### Records provided

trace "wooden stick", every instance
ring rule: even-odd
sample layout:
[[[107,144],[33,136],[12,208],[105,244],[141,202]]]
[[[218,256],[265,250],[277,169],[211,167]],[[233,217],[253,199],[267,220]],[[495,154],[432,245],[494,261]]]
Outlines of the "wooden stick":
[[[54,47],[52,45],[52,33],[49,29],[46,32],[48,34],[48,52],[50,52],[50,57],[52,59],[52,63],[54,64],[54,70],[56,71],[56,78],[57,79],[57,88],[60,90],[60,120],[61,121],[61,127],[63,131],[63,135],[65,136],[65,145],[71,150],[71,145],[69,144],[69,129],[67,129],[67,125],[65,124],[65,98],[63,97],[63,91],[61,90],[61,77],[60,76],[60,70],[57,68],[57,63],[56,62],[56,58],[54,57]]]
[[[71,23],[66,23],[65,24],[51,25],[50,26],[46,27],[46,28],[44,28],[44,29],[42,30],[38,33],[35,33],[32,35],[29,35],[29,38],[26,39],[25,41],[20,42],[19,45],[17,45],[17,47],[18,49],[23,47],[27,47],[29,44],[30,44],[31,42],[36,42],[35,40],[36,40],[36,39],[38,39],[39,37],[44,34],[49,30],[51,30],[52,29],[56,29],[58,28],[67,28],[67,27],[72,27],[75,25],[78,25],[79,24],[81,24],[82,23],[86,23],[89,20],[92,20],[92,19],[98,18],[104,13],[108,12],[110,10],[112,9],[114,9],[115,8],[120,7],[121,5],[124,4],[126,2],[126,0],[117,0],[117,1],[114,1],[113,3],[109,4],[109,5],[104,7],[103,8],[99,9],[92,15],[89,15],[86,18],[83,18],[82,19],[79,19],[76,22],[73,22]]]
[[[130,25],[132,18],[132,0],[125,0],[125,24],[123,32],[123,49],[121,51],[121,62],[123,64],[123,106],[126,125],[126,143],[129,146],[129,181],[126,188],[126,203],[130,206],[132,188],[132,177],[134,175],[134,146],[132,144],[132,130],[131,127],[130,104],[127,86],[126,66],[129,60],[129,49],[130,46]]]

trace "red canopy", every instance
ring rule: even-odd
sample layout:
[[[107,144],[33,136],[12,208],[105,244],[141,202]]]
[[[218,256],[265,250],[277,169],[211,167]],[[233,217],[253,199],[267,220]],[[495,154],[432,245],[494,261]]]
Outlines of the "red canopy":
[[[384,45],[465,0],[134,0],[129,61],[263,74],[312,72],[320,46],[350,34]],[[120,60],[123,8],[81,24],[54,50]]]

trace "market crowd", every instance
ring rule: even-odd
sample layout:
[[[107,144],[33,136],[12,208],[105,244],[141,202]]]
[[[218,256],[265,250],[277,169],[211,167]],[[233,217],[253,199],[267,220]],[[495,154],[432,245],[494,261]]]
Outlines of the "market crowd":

### Exercise aim
Please pull out each line of the records above that contains the word "crowd" and list those lines as they appear.

### Solution to this exercise
trace "market crowd", every instance
Outlines of the "market crowd":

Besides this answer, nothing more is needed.